=== TESTO DA LEGGERE ===
★ ★ ★ ★ ★
Nella città giuliana, oltre alla predetta libreria antiquaria e a varie targhe sparse, è possibile incontrare Umberto Saba quasi fisicamente grazie a una statua di bronzo collocata in via Dante, a saldare il legame indissolubile tra il cantore e la sua città. Un legame tra Trieste e Saba che il poeta ha sublimato in uno dei suoi componimenti più celebri dal titolo, per l’appunto, Trieste:
Ho attraversato tutta la città.
Poi ho salita un’erta,
popolosa in principio, in là deserta,
chiusa da un muricciolo:
un cantuccio in cui solo
siedo; e mi pare che dove esso termina
termini la città.
Trieste ha una scontrosa
grazia. Se piace,
è come un ragazzaccio aspro e vorace,
con gli occhi azzurri e mani troppo grandi
per regalare un fiore;
come un amore
con gelosia.
★ ★ ★ ★ ★
=== OBIETTIVO A ===
Restituisci tutte le righe dei record in cui compare la parola "suit". Conta la differenza tra maiuscole e minuscole.

=== DATI FORNITI ===
★ ★ ★ ★ ★
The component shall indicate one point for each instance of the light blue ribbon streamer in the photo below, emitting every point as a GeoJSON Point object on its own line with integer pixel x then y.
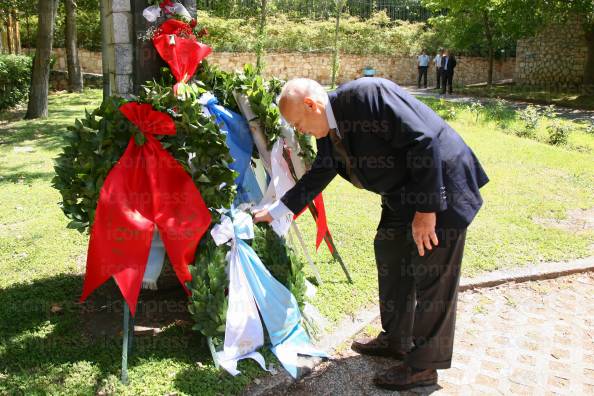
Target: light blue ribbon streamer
{"type": "Point", "coordinates": [240, 143]}
{"type": "Point", "coordinates": [277, 305]}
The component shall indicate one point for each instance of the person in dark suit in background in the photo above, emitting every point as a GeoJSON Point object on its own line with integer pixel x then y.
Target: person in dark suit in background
{"type": "Point", "coordinates": [448, 64]}
{"type": "Point", "coordinates": [437, 62]}
{"type": "Point", "coordinates": [374, 134]}
{"type": "Point", "coordinates": [423, 66]}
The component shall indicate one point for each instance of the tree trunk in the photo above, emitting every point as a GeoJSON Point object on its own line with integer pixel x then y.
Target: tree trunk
{"type": "Point", "coordinates": [8, 34]}
{"type": "Point", "coordinates": [37, 106]}
{"type": "Point", "coordinates": [335, 55]}
{"type": "Point", "coordinates": [489, 37]}
{"type": "Point", "coordinates": [261, 38]}
{"type": "Point", "coordinates": [75, 78]}
{"type": "Point", "coordinates": [16, 32]}
{"type": "Point", "coordinates": [589, 67]}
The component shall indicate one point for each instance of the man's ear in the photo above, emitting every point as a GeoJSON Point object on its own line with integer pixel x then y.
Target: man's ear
{"type": "Point", "coordinates": [310, 104]}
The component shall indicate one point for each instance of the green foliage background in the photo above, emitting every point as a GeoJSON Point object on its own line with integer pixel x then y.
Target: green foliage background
{"type": "Point", "coordinates": [15, 78]}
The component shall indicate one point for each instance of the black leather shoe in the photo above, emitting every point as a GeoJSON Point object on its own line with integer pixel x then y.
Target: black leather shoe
{"type": "Point", "coordinates": [402, 377]}
{"type": "Point", "coordinates": [378, 346]}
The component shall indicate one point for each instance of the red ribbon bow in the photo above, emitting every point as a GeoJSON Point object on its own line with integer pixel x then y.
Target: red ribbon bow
{"type": "Point", "coordinates": [321, 222]}
{"type": "Point", "coordinates": [183, 53]}
{"type": "Point", "coordinates": [146, 187]}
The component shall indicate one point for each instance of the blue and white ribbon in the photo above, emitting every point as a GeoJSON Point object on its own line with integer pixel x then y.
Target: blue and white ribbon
{"type": "Point", "coordinates": [240, 143]}
{"type": "Point", "coordinates": [251, 289]}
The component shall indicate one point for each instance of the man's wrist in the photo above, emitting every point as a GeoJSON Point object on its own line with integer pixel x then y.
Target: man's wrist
{"type": "Point", "coordinates": [278, 210]}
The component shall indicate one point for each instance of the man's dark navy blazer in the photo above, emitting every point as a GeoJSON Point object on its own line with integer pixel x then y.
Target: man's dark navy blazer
{"type": "Point", "coordinates": [400, 149]}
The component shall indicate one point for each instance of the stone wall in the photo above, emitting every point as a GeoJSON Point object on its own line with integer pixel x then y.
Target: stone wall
{"type": "Point", "coordinates": [555, 56]}
{"type": "Point", "coordinates": [403, 70]}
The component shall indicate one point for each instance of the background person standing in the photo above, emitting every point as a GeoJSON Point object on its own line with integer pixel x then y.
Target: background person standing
{"type": "Point", "coordinates": [423, 64]}
{"type": "Point", "coordinates": [448, 64]}
{"type": "Point", "coordinates": [437, 63]}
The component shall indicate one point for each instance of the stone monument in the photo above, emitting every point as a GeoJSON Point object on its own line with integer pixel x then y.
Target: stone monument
{"type": "Point", "coordinates": [128, 60]}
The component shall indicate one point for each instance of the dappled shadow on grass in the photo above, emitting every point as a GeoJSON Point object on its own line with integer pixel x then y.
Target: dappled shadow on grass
{"type": "Point", "coordinates": [18, 175]}
{"type": "Point", "coordinates": [46, 134]}
{"type": "Point", "coordinates": [350, 374]}
{"type": "Point", "coordinates": [42, 326]}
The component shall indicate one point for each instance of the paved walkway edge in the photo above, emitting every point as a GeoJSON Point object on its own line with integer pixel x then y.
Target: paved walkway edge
{"type": "Point", "coordinates": [351, 326]}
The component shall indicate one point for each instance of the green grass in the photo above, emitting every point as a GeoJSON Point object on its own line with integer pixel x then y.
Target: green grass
{"type": "Point", "coordinates": [540, 95]}
{"type": "Point", "coordinates": [42, 262]}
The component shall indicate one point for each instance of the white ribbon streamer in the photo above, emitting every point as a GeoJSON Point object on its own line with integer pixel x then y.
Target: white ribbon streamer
{"type": "Point", "coordinates": [243, 329]}
{"type": "Point", "coordinates": [281, 182]}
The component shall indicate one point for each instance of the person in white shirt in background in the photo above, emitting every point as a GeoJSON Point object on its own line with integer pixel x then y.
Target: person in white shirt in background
{"type": "Point", "coordinates": [437, 63]}
{"type": "Point", "coordinates": [423, 64]}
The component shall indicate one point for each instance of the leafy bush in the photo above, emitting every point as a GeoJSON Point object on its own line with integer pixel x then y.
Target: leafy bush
{"type": "Point", "coordinates": [15, 79]}
{"type": "Point", "coordinates": [558, 133]}
{"type": "Point", "coordinates": [476, 108]}
{"type": "Point", "coordinates": [530, 119]}
{"type": "Point", "coordinates": [377, 35]}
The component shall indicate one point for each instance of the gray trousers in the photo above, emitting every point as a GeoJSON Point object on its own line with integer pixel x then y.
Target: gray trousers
{"type": "Point", "coordinates": [418, 294]}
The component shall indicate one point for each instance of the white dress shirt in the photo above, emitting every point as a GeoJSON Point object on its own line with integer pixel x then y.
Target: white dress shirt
{"type": "Point", "coordinates": [278, 209]}
{"type": "Point", "coordinates": [423, 60]}
{"type": "Point", "coordinates": [437, 60]}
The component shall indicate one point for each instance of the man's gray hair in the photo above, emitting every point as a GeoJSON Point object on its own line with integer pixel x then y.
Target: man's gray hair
{"type": "Point", "coordinates": [301, 87]}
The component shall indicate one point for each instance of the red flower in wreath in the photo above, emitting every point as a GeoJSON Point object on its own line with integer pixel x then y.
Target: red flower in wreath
{"type": "Point", "coordinates": [180, 49]}
{"type": "Point", "coordinates": [202, 33]}
{"type": "Point", "coordinates": [166, 3]}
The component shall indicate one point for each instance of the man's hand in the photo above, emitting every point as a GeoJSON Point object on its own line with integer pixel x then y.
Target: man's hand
{"type": "Point", "coordinates": [423, 229]}
{"type": "Point", "coordinates": [262, 215]}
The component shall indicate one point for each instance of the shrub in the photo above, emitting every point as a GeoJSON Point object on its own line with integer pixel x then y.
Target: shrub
{"type": "Point", "coordinates": [476, 108]}
{"type": "Point", "coordinates": [558, 133]}
{"type": "Point", "coordinates": [377, 35]}
{"type": "Point", "coordinates": [590, 128]}
{"type": "Point", "coordinates": [15, 79]}
{"type": "Point", "coordinates": [530, 119]}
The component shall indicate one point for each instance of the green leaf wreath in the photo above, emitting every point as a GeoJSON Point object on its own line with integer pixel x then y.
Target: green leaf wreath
{"type": "Point", "coordinates": [96, 142]}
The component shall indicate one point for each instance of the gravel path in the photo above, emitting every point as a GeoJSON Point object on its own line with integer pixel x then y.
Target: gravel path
{"type": "Point", "coordinates": [533, 338]}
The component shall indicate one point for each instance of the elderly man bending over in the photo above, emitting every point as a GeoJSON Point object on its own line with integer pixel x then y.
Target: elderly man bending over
{"type": "Point", "coordinates": [378, 137]}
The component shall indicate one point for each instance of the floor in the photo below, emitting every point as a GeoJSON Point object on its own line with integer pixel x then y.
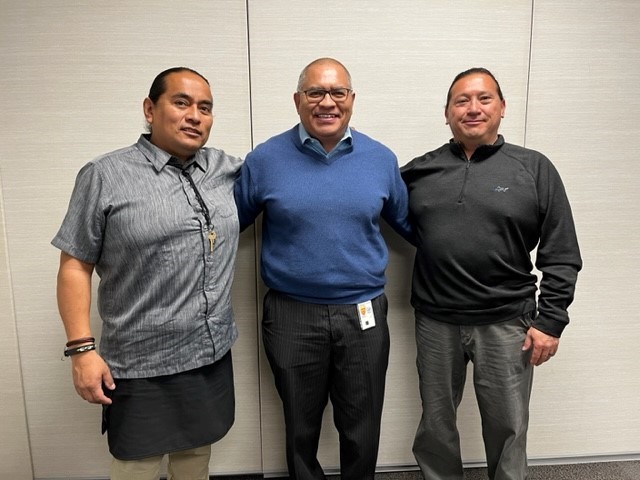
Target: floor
{"type": "Point", "coordinates": [628, 470]}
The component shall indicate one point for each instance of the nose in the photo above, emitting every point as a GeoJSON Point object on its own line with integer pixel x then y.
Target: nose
{"type": "Point", "coordinates": [327, 100]}
{"type": "Point", "coordinates": [193, 114]}
{"type": "Point", "coordinates": [474, 105]}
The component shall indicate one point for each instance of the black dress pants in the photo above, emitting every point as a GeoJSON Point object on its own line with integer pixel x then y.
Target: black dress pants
{"type": "Point", "coordinates": [319, 352]}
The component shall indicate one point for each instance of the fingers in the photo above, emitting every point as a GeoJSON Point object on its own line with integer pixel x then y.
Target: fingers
{"type": "Point", "coordinates": [544, 346]}
{"type": "Point", "coordinates": [90, 372]}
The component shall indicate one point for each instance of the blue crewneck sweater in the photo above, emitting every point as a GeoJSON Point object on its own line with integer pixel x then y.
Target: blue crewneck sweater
{"type": "Point", "coordinates": [321, 240]}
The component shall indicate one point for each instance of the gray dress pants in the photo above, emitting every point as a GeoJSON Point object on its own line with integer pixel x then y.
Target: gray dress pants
{"type": "Point", "coordinates": [502, 379]}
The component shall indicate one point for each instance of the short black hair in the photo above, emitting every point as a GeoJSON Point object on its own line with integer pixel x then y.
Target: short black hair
{"type": "Point", "coordinates": [473, 71]}
{"type": "Point", "coordinates": [159, 85]}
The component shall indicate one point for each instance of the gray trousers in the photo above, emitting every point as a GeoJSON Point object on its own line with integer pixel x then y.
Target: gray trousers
{"type": "Point", "coordinates": [502, 378]}
{"type": "Point", "coordinates": [317, 352]}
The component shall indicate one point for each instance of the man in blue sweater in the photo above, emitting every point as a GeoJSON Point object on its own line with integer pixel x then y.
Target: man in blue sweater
{"type": "Point", "coordinates": [480, 207]}
{"type": "Point", "coordinates": [322, 189]}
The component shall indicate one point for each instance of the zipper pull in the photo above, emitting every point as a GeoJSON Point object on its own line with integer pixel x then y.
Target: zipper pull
{"type": "Point", "coordinates": [212, 240]}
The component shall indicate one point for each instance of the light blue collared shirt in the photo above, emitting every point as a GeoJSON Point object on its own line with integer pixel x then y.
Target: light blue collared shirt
{"type": "Point", "coordinates": [314, 145]}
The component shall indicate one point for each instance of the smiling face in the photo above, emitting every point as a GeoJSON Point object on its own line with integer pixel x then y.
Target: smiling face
{"type": "Point", "coordinates": [181, 118]}
{"type": "Point", "coordinates": [474, 111]}
{"type": "Point", "coordinates": [326, 120]}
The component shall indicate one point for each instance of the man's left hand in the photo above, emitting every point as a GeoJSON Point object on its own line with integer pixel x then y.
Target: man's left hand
{"type": "Point", "coordinates": [542, 346]}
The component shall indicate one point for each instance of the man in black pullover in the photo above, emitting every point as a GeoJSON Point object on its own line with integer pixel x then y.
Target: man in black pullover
{"type": "Point", "coordinates": [480, 206]}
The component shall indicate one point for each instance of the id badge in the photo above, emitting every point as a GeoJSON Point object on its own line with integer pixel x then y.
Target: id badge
{"type": "Point", "coordinates": [365, 314]}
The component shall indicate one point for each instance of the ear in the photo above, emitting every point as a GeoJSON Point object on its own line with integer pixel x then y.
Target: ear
{"type": "Point", "coordinates": [296, 100]}
{"type": "Point", "coordinates": [147, 109]}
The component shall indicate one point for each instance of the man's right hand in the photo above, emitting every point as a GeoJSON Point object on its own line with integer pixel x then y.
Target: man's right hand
{"type": "Point", "coordinates": [90, 372]}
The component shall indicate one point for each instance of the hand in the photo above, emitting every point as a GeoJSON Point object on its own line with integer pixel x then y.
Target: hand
{"type": "Point", "coordinates": [90, 372]}
{"type": "Point", "coordinates": [544, 346]}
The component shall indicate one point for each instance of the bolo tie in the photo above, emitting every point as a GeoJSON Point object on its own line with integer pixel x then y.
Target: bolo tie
{"type": "Point", "coordinates": [211, 235]}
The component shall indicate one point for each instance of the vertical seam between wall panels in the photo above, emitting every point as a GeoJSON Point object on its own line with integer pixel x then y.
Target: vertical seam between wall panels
{"type": "Point", "coordinates": [255, 248]}
{"type": "Point", "coordinates": [526, 97]}
{"type": "Point", "coordinates": [14, 319]}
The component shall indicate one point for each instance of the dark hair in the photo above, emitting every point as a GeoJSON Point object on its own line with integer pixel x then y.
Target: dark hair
{"type": "Point", "coordinates": [159, 84]}
{"type": "Point", "coordinates": [473, 71]}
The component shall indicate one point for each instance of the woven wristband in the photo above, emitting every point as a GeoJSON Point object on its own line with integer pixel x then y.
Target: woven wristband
{"type": "Point", "coordinates": [74, 351]}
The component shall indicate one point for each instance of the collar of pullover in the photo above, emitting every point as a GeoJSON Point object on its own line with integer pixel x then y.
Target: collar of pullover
{"type": "Point", "coordinates": [481, 153]}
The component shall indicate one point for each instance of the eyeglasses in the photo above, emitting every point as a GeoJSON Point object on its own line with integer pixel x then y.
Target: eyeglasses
{"type": "Point", "coordinates": [316, 95]}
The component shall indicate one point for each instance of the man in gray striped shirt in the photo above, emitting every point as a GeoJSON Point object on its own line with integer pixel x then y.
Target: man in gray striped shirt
{"type": "Point", "coordinates": [157, 222]}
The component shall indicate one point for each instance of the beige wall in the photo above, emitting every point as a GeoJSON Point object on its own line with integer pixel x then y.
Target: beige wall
{"type": "Point", "coordinates": [73, 78]}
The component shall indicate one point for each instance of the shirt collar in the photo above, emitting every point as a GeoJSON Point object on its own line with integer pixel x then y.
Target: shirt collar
{"type": "Point", "coordinates": [159, 158]}
{"type": "Point", "coordinates": [312, 143]}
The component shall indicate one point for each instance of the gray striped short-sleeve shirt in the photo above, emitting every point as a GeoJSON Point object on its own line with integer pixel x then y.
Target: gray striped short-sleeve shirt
{"type": "Point", "coordinates": [164, 296]}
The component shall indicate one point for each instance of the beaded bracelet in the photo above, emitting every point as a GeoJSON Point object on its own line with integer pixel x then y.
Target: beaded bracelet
{"type": "Point", "coordinates": [78, 341]}
{"type": "Point", "coordinates": [74, 351]}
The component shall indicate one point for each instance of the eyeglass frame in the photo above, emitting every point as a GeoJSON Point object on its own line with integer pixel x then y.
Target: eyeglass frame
{"type": "Point", "coordinates": [325, 91]}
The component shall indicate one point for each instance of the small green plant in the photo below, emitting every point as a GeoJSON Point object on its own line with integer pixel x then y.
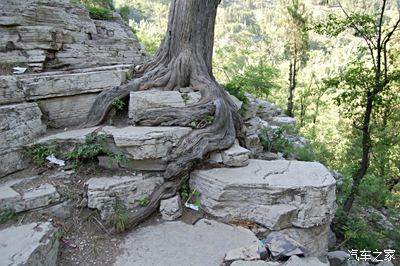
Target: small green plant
{"type": "Point", "coordinates": [185, 97]}
{"type": "Point", "coordinates": [190, 196]}
{"type": "Point", "coordinates": [39, 152]}
{"type": "Point", "coordinates": [7, 215]}
{"type": "Point", "coordinates": [143, 202]}
{"type": "Point", "coordinates": [276, 140]}
{"type": "Point", "coordinates": [118, 104]}
{"type": "Point", "coordinates": [120, 218]}
{"type": "Point", "coordinates": [93, 146]}
{"type": "Point", "coordinates": [99, 13]}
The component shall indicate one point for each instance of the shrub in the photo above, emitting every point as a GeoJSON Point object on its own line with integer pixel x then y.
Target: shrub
{"type": "Point", "coordinates": [93, 146]}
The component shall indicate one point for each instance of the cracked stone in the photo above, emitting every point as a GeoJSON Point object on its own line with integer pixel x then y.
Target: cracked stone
{"type": "Point", "coordinates": [19, 200]}
{"type": "Point", "coordinates": [235, 156]}
{"type": "Point", "coordinates": [171, 209]}
{"type": "Point", "coordinates": [104, 192]}
{"type": "Point", "coordinates": [243, 253]}
{"type": "Point", "coordinates": [279, 195]}
{"type": "Point", "coordinates": [29, 244]}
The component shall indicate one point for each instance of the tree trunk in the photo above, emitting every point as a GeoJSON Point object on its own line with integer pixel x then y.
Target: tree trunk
{"type": "Point", "coordinates": [183, 59]}
{"type": "Point", "coordinates": [292, 85]}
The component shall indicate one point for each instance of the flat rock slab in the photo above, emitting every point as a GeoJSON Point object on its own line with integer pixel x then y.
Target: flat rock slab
{"type": "Point", "coordinates": [177, 243]}
{"type": "Point", "coordinates": [104, 192]}
{"type": "Point", "coordinates": [29, 244]}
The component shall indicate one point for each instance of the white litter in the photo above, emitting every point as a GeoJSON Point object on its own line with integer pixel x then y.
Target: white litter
{"type": "Point", "coordinates": [19, 70]}
{"type": "Point", "coordinates": [53, 159]}
{"type": "Point", "coordinates": [192, 206]}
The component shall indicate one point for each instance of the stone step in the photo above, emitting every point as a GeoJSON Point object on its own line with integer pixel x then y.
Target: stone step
{"type": "Point", "coordinates": [26, 194]}
{"type": "Point", "coordinates": [29, 244]}
{"type": "Point", "coordinates": [145, 147]}
{"type": "Point", "coordinates": [292, 196]}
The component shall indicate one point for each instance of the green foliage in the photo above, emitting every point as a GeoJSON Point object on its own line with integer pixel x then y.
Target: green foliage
{"type": "Point", "coordinates": [39, 152]}
{"type": "Point", "coordinates": [118, 104]}
{"type": "Point", "coordinates": [359, 235]}
{"type": "Point", "coordinates": [278, 140]}
{"type": "Point", "coordinates": [6, 215]}
{"type": "Point", "coordinates": [93, 146]}
{"type": "Point", "coordinates": [124, 11]}
{"type": "Point", "coordinates": [143, 202]}
{"type": "Point", "coordinates": [259, 80]}
{"type": "Point", "coordinates": [120, 218]}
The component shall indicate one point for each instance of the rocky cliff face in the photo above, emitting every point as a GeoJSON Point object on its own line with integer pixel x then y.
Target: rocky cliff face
{"type": "Point", "coordinates": [55, 34]}
{"type": "Point", "coordinates": [74, 58]}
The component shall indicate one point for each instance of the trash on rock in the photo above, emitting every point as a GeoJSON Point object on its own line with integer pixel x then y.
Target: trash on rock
{"type": "Point", "coordinates": [53, 159]}
{"type": "Point", "coordinates": [281, 246]}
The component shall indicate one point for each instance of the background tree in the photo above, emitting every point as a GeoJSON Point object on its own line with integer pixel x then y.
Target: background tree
{"type": "Point", "coordinates": [364, 82]}
{"type": "Point", "coordinates": [296, 44]}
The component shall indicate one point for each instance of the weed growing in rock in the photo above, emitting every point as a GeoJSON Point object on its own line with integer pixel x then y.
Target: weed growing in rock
{"type": "Point", "coordinates": [6, 215]}
{"type": "Point", "coordinates": [39, 152]}
{"type": "Point", "coordinates": [118, 104]}
{"type": "Point", "coordinates": [143, 202]}
{"type": "Point", "coordinates": [120, 218]}
{"type": "Point", "coordinates": [93, 146]}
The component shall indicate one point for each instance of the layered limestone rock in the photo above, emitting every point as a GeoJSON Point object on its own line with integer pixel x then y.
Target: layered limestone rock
{"type": "Point", "coordinates": [43, 34]}
{"type": "Point", "coordinates": [177, 243]}
{"type": "Point", "coordinates": [24, 194]}
{"type": "Point", "coordinates": [29, 244]}
{"type": "Point", "coordinates": [104, 193]}
{"type": "Point", "coordinates": [20, 124]}
{"type": "Point", "coordinates": [140, 101]}
{"type": "Point", "coordinates": [281, 195]}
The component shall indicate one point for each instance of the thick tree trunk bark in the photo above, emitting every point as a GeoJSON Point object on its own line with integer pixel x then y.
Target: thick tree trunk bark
{"type": "Point", "coordinates": [184, 59]}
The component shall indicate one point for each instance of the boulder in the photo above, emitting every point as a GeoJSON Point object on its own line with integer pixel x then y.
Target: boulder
{"type": "Point", "coordinates": [58, 34]}
{"type": "Point", "coordinates": [255, 263]}
{"type": "Point", "coordinates": [105, 192]}
{"type": "Point", "coordinates": [171, 209]}
{"type": "Point", "coordinates": [23, 194]}
{"type": "Point", "coordinates": [283, 120]}
{"type": "Point", "coordinates": [281, 195]}
{"type": "Point", "coordinates": [243, 253]}
{"type": "Point", "coordinates": [282, 246]}
{"type": "Point", "coordinates": [177, 243]}
{"type": "Point", "coordinates": [309, 261]}
{"type": "Point", "coordinates": [235, 156]}
{"type": "Point", "coordinates": [140, 101]}
{"type": "Point", "coordinates": [29, 244]}
{"type": "Point", "coordinates": [144, 148]}
{"type": "Point", "coordinates": [141, 143]}
{"type": "Point", "coordinates": [20, 124]}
★ ★ ★ ★ ★
=== OBIETTIVO B ===
In base al testo da leggere, in quale via è collocata la statua di bronzo di Umberto Saba?

=== RISULTATO FINALE A ===
The component shall indicate one point for each instance of the person in dark suit in background in the photo above, emitting every point as a GeoJSON Point object on its own line with integer pixel x then y.
Target: person in dark suit in background

=== RISULTATO FINALE B ===
In via Dante.